■ **SET PROBLEM**:
Reproduce verbatim the stretch of the records below from the line containing "In the photo above, where can the log" through the line containing "column 269, row 526", both lines included.

(Records from a data collection)
• • • • •

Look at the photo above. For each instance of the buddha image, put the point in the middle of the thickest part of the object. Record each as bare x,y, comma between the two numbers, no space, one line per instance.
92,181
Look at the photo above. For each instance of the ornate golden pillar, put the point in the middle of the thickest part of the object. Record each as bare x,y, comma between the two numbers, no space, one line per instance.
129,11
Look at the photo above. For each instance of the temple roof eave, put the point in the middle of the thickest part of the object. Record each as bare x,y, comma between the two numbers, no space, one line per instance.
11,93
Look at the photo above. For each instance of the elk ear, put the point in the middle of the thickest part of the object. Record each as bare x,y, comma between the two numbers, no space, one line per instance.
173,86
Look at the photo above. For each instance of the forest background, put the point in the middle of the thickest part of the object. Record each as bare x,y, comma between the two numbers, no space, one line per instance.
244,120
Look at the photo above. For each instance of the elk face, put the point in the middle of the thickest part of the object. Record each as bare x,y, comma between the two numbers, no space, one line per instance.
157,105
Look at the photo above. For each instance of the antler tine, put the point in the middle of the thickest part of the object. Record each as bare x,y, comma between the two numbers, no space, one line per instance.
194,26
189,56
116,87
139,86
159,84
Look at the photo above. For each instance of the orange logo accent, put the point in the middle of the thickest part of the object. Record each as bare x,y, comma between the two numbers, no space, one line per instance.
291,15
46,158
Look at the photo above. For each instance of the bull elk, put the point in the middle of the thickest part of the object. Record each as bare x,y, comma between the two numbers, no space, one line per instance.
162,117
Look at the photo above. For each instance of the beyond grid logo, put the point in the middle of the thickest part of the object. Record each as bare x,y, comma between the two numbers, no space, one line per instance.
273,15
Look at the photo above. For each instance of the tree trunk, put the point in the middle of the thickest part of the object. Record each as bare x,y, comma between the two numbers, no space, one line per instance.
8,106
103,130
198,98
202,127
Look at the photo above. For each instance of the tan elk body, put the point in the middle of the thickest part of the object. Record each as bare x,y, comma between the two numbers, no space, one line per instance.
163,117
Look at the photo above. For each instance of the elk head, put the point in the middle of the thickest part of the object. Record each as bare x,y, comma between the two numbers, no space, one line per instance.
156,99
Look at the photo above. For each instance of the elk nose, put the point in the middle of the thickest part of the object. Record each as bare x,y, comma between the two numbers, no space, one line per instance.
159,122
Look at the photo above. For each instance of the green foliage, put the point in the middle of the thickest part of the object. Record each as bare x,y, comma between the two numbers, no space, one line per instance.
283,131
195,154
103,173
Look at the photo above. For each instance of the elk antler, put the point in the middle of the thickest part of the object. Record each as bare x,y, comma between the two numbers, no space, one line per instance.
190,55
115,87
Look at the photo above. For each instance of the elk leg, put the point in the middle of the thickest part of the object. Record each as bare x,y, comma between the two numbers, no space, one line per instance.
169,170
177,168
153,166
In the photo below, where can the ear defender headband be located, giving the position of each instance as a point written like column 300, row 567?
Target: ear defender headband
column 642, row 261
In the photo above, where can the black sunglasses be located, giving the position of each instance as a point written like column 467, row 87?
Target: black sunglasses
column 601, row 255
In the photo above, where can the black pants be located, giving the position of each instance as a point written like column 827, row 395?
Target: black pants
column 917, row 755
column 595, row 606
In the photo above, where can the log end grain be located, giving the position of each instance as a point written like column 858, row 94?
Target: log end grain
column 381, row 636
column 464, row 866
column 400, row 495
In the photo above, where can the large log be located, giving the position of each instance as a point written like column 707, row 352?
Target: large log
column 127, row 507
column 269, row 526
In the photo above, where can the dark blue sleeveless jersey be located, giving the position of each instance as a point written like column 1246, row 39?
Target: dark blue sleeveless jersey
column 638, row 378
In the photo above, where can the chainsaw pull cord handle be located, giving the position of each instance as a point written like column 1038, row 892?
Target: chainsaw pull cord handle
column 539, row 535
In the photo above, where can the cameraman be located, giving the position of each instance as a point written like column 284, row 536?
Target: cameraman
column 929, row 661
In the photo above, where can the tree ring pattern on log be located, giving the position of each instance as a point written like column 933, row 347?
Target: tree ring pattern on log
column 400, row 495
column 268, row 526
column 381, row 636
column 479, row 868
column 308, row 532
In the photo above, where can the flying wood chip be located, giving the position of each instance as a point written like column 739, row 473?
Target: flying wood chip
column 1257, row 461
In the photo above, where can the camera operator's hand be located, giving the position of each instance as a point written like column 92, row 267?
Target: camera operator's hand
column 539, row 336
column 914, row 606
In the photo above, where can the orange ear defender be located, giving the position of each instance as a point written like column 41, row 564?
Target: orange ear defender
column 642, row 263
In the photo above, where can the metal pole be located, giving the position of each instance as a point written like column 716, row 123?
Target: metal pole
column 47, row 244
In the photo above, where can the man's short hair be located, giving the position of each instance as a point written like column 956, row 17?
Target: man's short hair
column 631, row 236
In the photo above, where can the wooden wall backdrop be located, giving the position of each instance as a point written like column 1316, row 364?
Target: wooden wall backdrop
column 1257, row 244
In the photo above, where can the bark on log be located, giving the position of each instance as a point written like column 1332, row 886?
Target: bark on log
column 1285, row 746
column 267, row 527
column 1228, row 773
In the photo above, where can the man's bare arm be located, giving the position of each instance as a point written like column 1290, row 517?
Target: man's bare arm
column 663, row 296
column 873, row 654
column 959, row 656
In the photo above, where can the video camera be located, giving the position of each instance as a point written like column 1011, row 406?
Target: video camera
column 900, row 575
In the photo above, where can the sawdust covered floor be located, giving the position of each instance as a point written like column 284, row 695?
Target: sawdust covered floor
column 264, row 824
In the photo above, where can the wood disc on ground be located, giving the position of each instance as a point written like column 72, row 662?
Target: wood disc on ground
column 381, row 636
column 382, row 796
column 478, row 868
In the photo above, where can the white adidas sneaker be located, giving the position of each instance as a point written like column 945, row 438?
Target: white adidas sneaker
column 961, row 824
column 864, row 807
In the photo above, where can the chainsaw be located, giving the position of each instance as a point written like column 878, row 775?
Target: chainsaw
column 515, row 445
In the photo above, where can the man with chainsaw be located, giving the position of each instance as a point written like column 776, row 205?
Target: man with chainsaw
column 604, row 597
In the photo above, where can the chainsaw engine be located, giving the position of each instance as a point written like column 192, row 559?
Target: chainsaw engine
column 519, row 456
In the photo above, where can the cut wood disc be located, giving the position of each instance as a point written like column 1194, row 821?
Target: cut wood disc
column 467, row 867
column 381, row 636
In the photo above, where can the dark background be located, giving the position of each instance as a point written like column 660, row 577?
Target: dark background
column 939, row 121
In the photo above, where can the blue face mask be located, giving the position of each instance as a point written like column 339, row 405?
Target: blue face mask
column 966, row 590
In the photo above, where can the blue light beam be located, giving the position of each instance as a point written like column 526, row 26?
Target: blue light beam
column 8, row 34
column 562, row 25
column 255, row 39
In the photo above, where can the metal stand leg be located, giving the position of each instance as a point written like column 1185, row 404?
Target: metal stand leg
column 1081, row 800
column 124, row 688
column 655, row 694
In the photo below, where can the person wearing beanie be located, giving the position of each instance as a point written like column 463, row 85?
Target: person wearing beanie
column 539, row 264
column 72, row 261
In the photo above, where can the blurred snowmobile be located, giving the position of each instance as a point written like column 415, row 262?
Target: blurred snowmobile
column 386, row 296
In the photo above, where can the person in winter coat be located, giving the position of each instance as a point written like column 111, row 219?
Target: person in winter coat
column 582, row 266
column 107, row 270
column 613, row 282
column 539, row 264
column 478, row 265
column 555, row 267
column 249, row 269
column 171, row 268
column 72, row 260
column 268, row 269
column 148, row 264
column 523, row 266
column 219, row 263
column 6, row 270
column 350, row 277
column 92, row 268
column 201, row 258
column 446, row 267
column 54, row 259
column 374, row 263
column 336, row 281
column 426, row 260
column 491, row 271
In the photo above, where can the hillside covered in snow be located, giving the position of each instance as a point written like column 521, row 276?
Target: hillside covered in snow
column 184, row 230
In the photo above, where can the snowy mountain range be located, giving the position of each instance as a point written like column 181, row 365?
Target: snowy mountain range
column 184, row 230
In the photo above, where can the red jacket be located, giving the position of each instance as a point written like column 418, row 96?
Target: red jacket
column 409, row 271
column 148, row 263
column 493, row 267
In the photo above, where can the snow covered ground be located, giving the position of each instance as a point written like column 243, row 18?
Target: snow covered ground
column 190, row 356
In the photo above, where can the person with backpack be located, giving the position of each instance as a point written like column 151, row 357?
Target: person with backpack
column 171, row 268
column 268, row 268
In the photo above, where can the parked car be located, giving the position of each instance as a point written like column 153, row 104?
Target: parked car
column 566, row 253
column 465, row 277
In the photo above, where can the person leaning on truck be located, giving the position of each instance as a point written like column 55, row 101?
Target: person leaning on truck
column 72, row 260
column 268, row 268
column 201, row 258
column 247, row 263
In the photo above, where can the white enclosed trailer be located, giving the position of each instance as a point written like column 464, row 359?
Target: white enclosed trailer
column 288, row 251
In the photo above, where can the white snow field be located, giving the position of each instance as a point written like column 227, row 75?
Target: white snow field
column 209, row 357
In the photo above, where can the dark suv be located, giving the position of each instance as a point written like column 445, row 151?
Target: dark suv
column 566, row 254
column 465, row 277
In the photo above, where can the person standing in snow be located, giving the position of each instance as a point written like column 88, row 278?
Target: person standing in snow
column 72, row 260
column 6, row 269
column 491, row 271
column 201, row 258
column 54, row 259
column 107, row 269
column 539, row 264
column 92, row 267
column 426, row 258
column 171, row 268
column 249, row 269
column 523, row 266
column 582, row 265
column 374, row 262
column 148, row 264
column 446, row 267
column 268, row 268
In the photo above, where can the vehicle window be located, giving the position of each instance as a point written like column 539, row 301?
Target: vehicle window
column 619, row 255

• • • • •

■ **SOLUTION TO THIS TASK**:
In the photo above, where can the log end grain be located, giving the position of each instance as a point written like column 858, row 94?
Target: log end grain
column 381, row 636
column 464, row 866
column 400, row 495
In the photo above, where can the large log be located, giving the position of each instance as a point written like column 707, row 352?
Target: large log
column 127, row 507
column 269, row 526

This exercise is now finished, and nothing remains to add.